EXCERPTED TEXT —
*****
DMD Digital Health Connections Group Inc. Announces Interim Order for Annual and Special Meeting of DMD Shareholders



DMD Digital Health Connections Group Inc.

August 28, 2018 / TheNewswire / MONTREAL, QC - DMD Digital Health Connections Group Inc. ("DMD") (NEX: DMG.H) and 10653365 Canada Inc. announce that they have been granted an interim order (the “Interim Order”) from the Superior Court of Québec dated August 27, 2018 in connection with the proposed arrangement (the “Arrangement”) announced on August 21, 2018.

The annual and special meeting of its shareholders (the “Meeting”) to approve the Arrangement will be held at 08:00 a.m. (Eastern Daylight Time) on September 19, 2018 at Estrimont, 44 Avenue de l’Auberge, Orford, Quebec J1X 6J3.
*****
EXPLORE THE MATERIAL —
• A. According to the press release, which court granted the interim order?
• B. Return the passage of the press release that starts at "August 28, 2018" and ends at "August 21, 2018.", copied word for word.
*****
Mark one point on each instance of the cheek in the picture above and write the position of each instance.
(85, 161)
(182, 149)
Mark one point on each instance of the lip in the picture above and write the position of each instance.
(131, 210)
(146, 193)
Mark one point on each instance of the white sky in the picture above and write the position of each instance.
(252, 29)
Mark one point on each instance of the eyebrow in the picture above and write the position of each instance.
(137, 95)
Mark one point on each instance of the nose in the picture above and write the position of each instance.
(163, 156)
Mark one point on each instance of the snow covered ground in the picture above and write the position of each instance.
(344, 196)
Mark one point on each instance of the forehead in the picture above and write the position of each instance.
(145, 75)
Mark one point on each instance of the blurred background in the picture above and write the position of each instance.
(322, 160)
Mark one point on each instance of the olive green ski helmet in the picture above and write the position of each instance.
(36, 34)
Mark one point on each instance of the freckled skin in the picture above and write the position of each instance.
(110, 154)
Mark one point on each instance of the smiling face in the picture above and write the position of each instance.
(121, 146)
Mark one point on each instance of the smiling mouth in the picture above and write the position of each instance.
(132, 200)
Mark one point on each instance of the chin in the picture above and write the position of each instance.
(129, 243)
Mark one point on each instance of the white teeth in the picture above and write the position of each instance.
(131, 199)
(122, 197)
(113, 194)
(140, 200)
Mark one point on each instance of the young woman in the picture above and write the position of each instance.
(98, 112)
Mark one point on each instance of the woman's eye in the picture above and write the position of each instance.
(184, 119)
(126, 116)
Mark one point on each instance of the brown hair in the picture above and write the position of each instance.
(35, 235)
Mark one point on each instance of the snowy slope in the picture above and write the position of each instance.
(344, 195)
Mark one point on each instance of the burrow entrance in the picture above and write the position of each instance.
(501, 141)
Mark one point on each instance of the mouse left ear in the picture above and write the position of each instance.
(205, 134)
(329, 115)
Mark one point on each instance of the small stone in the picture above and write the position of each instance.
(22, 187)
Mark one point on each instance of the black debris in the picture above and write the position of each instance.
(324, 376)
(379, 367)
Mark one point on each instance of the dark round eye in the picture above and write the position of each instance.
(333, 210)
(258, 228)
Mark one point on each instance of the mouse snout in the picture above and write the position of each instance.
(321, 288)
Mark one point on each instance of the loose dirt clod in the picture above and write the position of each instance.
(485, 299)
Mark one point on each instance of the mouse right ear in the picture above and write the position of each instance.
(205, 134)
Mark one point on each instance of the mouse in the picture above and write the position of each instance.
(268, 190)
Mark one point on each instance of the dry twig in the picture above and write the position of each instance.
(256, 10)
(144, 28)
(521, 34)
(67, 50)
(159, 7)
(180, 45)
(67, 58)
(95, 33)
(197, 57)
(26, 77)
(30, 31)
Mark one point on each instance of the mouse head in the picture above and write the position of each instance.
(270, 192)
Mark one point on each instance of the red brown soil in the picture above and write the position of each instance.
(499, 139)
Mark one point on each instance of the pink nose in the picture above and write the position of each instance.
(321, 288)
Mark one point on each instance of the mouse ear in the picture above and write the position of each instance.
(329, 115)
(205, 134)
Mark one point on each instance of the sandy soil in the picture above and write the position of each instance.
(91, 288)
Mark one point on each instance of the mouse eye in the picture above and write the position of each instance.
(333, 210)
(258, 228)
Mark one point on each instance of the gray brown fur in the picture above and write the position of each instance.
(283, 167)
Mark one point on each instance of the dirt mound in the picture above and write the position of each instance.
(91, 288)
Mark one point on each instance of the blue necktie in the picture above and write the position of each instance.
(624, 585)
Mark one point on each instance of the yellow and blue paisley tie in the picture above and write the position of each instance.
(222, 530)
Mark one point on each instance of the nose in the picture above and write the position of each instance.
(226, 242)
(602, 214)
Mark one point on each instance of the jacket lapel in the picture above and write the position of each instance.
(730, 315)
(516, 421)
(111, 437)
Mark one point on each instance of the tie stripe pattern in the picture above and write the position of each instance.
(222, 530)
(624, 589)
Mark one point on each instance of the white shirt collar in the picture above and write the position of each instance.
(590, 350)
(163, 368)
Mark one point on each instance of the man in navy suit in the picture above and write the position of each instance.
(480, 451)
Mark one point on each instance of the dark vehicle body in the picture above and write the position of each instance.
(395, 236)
*****
ANSWERS TO THE TASKS —
• A. The Superior Court of Québec

• B.
August 28, 2018 / TheNewswire / MONTREAL, QC - DMD Digital Health Connections Group Inc. ("DMD") (NEX: DMG.H) and 10653365 Canada Inc. announce that they have been granted an interim order (the “Interim Order”) from the Superior Court of Québec dated August 27, 2018 in connection with the proposed arrangement (the “Arrangement”) announced on August 21, 2018.